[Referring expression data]
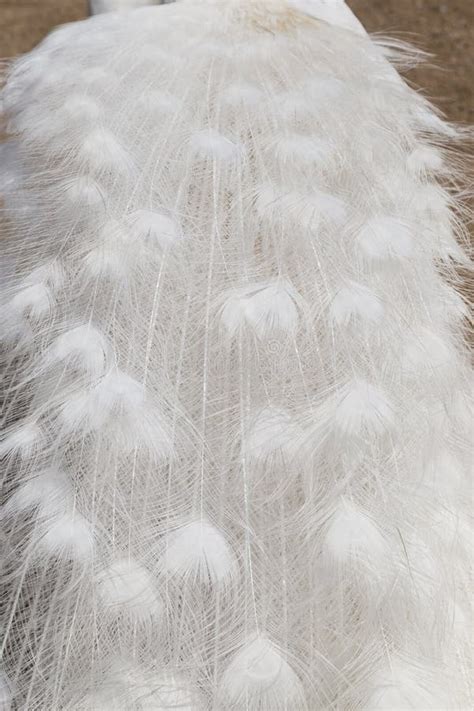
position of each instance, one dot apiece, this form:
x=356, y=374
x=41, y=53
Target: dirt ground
x=445, y=28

**WORK ORDER**:
Whenever a line holds a picture, print that line without the picture. All other data must be output exactly.

**EXPECTED ANSWER**:
position of each instance, one dot apiece, this form:
x=356, y=374
x=41, y=53
Target: dirt ground
x=445, y=28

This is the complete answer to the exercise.